● Passage:
++++++++++++++++++++
By: Khalil Abdullah, Ethnic Media Services

Clarkston, GA — Inside the Clarkston Community Center, a 20-minute drive from downtown Atlanta, Mayor Ted Terry talked about canvassing for votes in that neighborhood five years ago. A woman from Bhutan, South Asia, he told his audience, had invited him into her apartment for a cup of sweet tea and cookies, apparently to practice the little English she knew. It was small talk. Her mother, draped in a sari, joined them. She spoke no English, but nodded politely.

Some pundits deemed Terry’s European ancestry a handicap in his eventual mayoral victory. His claim that Clarkston, a small city of about 13,000, is “the most ethnically diverse square mile in America,” is no idle boast. According to census data, more than 50 languages are spoken there, likely because of the city’s willingness to serve as a refugee resettlement community since the 1990s.

Terry recalled his good fortune the day he canvassed, not so much for the cookies and tea that sated his sweet tooth, but for his host’s 15-year-old son, who returned during the visit.

“He was dressed like Justin Bieber — tight jeans, baseball cap,” Terry said. More important, his English was excellent, he was able to convey the issues at stake to his mother and grandmother — in their language — and he linked his high school friends to Terry’s Facebook page.
++++++++++++++++++++
● Written tasks:
a – Edit the article about Clarkston's mayor: reproduce the part that opens with the words containing "Terry recalled his" and closes with "Terry’s Facebook page.", putting "knit beanie" in place of "baseball cap".
b – Carry the article about Clarkston's mayor forward, picking up right after its final sentence.

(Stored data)
++++++++++++++++++++
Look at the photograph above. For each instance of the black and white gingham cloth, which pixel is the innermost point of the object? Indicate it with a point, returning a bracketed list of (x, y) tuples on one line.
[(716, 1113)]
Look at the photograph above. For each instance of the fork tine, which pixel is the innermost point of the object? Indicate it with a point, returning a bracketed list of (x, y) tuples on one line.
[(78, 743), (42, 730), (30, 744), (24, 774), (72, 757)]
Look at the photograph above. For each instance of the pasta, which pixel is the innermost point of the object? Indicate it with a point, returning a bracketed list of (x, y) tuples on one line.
++++++++++++++++++++
● Final results:
a –
Terry recalled his good fortune the day he canvassed, not so much for the cookies and tea that sated his sweet tooth, but for his host’s 15-year-old son, who returned during the visit.

“He was dressed like Justin Bieber — tight jeans, knit beanie,” Terry said. More important, his English was excellent, he was able to convey the issues at stake to his mother and grandmother — in their language — and he linked his high school friends to Terry’s Facebook page.

b –
The import of encountering a multigenerational immigrant or refugee family with a member fluent in English — and at ease with technology — wasn’t lost on Terry’s audience, who had been co-convened by the Leadership Conference Education Fund and Ethnic Media Services.

This meeting’s objective, said EMS Executive Director Sandy Close, was “to forge a sense of excitement and common purpose among the influencers, media, elected officials and, above all, the frontline organizers crucial to getting as complete a count as possible for the 2020 census.”

Fair Count, an organization taking dead aim at increasing census participation in Georgia, was recently launched by Stacey Abrams, who narrowly lost her bid in the state’s gubernatorial race. Her sister, Fair Count Program Director Dr. Jeanine Abrams McLean, said that 86 of Georgia’s 159 counties have been designated as hard-to-count census tracts. Also, McLean reported, roughly 30% of the state’s population didn’t participate in the last census, and in some Georgia areas “20% of the population has no or limited access to the Internet.”

The latter is of serious concern: Census 2020 will be the first to introduce Internet response as a critical method of enumeration in a state that has seen a significant population increase.

Erik Woodworth, a senior planner with the Atlanta Regional Commission, told attendees that Atlanta, trailing only Dallas, Houston and New York, is fourth among the top 10 U.S.  metro areas experiencing the largest population gain since the 2010 census. “We’ve added almost 600,000 people to the Atlanta metro region,” he said.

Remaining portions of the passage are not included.